Segment Start: AVAILABLE RECORDS

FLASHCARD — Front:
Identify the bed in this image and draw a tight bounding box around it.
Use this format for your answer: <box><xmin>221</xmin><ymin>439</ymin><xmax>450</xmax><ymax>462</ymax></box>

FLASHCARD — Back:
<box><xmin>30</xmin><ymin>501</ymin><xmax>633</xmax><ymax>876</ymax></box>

Segment End: AVAILABLE RECORDS

• WHAT THE TASK ASKS:
All of the records need to be transcribed exactly.

• RESULT:
FLASHCARD — Front:
Identify the bed in this image and draw a tight bounding box around it.
Use this format for your answer: <box><xmin>221</xmin><ymin>439</ymin><xmax>450</xmax><ymax>462</ymax></box>

FLASHCARD — Back:
<box><xmin>30</xmin><ymin>501</ymin><xmax>633</xmax><ymax>876</ymax></box>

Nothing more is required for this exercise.